→ EXERCISE PROMPT
Copy everything from the start of the material down to the line containing "Segments of the blurred", both ends included, without changing a character.

(Some records)
····················

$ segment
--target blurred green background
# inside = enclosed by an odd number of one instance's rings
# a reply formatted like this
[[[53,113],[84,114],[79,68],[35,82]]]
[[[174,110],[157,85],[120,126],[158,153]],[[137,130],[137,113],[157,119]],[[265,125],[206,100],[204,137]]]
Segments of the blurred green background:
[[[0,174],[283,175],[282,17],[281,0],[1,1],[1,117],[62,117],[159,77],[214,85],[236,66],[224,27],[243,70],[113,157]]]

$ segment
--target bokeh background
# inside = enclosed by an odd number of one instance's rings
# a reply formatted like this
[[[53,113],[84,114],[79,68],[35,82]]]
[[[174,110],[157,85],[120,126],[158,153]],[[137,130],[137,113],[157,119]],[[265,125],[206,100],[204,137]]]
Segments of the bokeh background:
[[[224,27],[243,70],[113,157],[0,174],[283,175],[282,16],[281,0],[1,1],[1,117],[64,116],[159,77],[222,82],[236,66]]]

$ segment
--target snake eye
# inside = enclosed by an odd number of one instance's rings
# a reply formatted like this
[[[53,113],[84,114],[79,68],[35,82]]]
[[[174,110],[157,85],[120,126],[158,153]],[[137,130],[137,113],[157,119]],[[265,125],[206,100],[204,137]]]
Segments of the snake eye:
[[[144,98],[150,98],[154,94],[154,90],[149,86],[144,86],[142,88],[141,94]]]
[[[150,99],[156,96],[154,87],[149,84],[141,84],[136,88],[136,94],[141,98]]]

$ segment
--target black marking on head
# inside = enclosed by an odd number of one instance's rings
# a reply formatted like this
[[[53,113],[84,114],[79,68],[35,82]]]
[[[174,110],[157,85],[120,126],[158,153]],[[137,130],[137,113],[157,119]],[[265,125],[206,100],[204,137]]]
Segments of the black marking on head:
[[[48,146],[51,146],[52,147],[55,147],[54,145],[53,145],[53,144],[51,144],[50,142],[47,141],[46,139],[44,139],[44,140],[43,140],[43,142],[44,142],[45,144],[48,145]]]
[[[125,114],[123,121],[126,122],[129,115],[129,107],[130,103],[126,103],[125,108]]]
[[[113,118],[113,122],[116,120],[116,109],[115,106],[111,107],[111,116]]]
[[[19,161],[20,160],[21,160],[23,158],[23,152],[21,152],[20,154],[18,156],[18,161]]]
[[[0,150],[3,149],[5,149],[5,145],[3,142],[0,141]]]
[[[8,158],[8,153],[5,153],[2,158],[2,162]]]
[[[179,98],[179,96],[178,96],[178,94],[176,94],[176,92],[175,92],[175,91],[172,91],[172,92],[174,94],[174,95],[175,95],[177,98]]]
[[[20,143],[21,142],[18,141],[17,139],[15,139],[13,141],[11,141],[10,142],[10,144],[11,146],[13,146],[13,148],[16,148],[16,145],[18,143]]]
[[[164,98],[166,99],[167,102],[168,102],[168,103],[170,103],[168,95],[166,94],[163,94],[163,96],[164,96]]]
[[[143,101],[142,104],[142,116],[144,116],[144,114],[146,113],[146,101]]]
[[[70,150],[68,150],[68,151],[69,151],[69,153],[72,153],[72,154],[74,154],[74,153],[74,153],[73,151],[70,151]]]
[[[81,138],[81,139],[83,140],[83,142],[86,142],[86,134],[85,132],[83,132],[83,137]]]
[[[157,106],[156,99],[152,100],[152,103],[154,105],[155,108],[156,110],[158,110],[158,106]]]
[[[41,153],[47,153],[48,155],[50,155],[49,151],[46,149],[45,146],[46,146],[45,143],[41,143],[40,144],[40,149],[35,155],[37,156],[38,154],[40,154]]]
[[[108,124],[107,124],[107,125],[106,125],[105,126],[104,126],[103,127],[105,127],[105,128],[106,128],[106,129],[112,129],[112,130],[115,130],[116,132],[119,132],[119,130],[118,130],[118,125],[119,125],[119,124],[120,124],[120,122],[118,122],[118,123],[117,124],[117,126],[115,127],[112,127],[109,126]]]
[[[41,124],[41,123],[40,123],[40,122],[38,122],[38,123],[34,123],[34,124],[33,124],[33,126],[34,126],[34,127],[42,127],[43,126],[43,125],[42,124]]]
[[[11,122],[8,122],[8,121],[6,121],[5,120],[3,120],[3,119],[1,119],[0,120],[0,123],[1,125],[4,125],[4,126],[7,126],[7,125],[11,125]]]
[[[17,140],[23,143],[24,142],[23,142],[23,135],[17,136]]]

····················

→ EXERCISE ANSWER
$ segment
--target blurred green background
# inside = enclosed by an odd number of one instance's rings
# a reply formatted like this
[[[53,113],[84,114],[79,68],[35,82]]]
[[[174,110],[157,85],[120,126],[158,153]],[[137,130],[137,113],[157,119]],[[265,125],[206,100],[204,137]]]
Segments of the blurred green background:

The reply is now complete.